Dataset rows on where objects appear
__________

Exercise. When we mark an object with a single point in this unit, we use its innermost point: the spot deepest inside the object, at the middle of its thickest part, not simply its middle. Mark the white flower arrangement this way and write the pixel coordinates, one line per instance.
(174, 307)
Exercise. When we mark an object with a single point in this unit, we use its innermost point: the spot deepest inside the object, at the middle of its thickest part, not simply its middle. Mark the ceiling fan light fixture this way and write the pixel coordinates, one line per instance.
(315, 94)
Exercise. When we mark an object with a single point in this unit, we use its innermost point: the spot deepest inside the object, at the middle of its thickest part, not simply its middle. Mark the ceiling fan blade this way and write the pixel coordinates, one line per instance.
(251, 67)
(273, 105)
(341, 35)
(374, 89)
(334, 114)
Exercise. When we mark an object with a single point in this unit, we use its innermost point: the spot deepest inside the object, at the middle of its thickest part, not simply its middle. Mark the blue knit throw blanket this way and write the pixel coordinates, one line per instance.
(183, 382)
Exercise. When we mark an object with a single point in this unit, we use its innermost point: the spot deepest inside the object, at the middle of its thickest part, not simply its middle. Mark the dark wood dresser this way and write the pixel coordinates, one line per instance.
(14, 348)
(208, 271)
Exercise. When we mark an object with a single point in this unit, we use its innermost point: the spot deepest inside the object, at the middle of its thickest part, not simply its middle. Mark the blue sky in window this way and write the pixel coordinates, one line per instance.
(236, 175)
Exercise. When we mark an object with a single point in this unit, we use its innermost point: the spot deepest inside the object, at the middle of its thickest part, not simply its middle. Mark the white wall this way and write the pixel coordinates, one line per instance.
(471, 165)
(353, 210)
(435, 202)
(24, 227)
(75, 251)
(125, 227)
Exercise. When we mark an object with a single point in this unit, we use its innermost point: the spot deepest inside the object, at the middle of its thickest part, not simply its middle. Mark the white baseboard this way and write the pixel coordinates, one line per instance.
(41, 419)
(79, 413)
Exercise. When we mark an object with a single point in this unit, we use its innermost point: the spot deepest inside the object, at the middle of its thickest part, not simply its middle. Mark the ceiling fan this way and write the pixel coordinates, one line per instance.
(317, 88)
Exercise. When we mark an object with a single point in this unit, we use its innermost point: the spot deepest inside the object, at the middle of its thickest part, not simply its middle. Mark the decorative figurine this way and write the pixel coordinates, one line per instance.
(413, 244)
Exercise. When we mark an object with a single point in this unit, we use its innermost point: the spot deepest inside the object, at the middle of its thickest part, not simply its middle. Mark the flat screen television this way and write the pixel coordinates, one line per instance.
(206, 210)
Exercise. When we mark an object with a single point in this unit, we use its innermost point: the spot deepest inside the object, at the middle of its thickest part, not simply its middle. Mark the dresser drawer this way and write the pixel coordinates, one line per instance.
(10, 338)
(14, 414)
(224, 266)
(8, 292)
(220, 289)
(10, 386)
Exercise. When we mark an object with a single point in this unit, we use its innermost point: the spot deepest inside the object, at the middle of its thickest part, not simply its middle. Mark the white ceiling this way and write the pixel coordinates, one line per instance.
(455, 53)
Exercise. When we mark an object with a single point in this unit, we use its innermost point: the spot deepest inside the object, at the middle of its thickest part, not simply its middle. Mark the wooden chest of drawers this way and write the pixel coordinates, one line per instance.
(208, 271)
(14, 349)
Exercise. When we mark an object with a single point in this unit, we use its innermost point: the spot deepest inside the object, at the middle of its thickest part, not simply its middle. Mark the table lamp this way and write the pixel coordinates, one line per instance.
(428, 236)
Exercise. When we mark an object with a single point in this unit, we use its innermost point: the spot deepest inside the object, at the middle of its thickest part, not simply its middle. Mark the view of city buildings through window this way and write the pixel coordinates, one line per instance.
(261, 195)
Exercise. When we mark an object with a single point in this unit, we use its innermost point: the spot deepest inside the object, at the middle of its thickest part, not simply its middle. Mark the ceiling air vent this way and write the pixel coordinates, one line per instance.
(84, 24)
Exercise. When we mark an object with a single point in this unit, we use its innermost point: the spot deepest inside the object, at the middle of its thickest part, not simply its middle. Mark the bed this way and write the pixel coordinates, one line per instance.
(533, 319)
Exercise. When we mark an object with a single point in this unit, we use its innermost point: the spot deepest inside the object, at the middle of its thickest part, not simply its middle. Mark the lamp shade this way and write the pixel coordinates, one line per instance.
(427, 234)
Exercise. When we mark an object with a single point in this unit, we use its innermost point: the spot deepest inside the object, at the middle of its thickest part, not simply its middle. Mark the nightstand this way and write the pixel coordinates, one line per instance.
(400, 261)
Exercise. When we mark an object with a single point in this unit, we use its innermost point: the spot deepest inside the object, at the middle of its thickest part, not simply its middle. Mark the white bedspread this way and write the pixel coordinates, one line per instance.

__________

Instructions to follow
Repeat exactly the lines above, starting with the line that contains "Mark the lamp" and ending with the last line, both included, and nothing else.

The completed task
Exercise. When we mark an object with a single point in this unit, we use its innermost point: the spot deepest inside the object, at the middle of its thickest part, not simply its middle. Mark the lamp shade this way and write the pixel coordinates, one line per instance.
(427, 234)
Exercise. When we mark an object with a single point in this unit, we use its innermost point: the spot deepest inside the object, at the middle of its thickest part, not simply its middle. Mark the nightstand this way and write the pixel coordinates, one line per instance.
(400, 261)
Exercise. When we mark an object with a single point in this unit, we use its innermost point: the spot deepest inside the object, at the middle of its thickest part, not simply its middle. Mark the white bedspread this way and write the pixel coordinates, one line per instance.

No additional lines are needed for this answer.